Over a month-long study, participants’ unassisted accuracy dropped by 15.3% after using AI help, despite immediate gains of 21%. The findings suggest AI assistance may actually impair users’ long-term ability to detect fake news on their own, rather than improving it.
Misinformation, AI Intervention, and the Learning Gap
The rapid spread of AI-generated misinformation, such as the 2023 fake Pentagon explosion report, underscores the urgent need for scalable detection interventions. While AI assistants like chat generative pre-trained transformer (ChatGPT) are increasingly used to evaluate online content, traditional fact-checking and machine-learning methods struggle with the scale and sophistication of modern misinformation.
Psychological barriers, such as the continued influence effect, make post hoc corrections insufficient. Recent work shows AI-driven persuasive dialogues can reduce conspiracy beliefs, yet it remains unclear whether these interactions build lasting independent skills or foster overreliance on AI systems.

> ACTION ITEM: In the passage on AI assistance and fake news, by what percentage did participants' unassisted accuracy drop over the month-long study?

> DATA EXTRACTS:

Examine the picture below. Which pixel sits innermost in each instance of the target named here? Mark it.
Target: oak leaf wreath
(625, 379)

...

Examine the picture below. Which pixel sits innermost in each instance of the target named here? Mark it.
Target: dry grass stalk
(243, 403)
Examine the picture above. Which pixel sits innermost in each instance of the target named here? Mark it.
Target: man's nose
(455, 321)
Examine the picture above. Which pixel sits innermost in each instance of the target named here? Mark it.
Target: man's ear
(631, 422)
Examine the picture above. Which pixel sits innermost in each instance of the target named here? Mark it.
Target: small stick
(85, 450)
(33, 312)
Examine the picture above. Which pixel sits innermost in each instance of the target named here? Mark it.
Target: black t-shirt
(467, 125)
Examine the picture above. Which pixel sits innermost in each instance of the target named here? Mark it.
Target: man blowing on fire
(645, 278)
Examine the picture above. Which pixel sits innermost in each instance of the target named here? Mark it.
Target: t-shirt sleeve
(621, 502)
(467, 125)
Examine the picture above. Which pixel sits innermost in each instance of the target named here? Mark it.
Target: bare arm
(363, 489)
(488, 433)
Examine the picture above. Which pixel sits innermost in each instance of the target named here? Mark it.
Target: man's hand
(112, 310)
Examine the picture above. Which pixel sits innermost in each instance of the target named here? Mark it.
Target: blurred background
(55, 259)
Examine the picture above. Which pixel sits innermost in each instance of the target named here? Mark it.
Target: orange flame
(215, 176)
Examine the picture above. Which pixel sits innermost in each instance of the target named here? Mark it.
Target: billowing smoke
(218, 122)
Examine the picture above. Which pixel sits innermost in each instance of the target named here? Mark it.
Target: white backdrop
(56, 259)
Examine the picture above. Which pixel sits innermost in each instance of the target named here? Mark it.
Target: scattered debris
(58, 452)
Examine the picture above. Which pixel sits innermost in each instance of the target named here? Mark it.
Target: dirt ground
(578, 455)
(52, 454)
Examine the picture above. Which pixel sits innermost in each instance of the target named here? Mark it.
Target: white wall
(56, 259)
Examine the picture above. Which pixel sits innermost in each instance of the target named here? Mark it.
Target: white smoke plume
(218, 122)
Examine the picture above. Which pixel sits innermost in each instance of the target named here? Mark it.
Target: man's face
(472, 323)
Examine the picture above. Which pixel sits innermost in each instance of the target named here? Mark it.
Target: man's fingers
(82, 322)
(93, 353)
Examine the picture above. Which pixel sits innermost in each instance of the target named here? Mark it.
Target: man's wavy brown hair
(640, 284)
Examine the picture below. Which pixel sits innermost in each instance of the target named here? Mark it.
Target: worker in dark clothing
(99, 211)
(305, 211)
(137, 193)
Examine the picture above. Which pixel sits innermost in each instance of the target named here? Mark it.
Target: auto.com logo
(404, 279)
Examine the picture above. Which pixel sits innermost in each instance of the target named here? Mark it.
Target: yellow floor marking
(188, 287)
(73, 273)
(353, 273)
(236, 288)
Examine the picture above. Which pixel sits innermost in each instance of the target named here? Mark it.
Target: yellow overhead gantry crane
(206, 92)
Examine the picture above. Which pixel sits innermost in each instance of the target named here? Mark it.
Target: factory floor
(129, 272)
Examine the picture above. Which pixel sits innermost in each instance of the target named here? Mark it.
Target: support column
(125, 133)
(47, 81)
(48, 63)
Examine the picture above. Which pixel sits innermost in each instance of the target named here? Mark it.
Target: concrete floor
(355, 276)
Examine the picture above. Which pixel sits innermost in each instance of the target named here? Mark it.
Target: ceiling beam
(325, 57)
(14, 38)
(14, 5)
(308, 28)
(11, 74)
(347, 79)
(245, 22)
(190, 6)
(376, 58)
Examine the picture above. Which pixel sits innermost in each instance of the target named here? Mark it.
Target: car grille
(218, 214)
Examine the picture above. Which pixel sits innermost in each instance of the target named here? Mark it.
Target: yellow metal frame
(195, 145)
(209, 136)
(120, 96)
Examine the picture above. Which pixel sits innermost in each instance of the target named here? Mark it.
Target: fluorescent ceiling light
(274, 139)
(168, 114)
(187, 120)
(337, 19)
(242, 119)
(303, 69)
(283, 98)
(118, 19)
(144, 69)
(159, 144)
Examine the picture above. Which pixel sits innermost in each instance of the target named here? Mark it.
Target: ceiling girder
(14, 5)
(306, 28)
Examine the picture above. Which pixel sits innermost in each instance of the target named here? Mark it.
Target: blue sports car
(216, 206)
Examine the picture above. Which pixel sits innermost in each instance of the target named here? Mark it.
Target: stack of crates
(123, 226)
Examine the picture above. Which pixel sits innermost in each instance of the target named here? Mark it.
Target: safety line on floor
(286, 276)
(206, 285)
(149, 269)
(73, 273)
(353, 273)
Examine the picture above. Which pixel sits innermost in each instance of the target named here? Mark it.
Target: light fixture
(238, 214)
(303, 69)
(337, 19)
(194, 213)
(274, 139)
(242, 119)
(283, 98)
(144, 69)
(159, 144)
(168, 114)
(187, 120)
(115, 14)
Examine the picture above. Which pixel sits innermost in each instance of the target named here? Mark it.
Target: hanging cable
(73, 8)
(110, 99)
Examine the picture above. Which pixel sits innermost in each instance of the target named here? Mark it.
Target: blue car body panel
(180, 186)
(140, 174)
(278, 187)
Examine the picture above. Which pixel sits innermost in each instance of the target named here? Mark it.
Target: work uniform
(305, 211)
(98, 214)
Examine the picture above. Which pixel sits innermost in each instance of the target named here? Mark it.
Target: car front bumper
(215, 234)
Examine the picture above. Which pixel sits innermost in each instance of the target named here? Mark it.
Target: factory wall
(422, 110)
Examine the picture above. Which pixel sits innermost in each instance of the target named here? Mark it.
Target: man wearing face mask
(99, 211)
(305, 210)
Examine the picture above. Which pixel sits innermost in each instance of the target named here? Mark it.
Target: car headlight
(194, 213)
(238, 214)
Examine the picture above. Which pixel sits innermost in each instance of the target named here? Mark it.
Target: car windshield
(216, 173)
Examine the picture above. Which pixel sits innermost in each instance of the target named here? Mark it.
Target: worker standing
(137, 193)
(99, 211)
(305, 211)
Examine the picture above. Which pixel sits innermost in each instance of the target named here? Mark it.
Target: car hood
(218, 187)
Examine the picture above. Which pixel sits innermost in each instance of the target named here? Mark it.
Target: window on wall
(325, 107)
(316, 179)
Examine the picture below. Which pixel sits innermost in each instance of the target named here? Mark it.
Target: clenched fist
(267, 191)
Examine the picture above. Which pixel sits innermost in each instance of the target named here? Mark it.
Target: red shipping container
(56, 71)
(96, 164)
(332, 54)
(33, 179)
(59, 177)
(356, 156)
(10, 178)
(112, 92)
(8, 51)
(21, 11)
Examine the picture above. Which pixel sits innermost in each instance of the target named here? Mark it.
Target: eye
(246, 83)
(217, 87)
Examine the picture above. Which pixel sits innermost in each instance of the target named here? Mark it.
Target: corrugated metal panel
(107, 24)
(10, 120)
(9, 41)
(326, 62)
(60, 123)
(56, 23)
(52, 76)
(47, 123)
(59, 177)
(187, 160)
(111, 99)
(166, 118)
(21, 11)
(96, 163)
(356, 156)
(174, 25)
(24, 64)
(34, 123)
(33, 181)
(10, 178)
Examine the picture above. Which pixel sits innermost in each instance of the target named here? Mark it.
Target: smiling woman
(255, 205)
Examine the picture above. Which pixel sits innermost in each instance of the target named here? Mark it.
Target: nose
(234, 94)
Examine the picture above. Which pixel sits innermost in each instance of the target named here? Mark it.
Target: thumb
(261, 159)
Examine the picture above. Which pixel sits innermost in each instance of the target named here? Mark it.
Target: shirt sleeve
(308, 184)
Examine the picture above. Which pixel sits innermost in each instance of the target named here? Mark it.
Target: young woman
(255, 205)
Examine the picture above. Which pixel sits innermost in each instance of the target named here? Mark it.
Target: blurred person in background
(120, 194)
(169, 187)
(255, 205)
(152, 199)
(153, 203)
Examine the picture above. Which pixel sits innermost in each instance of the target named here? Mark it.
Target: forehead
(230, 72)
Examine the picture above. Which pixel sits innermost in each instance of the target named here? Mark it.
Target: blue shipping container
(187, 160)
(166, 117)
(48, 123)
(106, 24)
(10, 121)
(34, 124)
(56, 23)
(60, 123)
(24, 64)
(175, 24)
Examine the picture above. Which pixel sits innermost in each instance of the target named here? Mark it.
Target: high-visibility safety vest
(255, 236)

> YOUR SOLUTION: It dropped by 15.3%.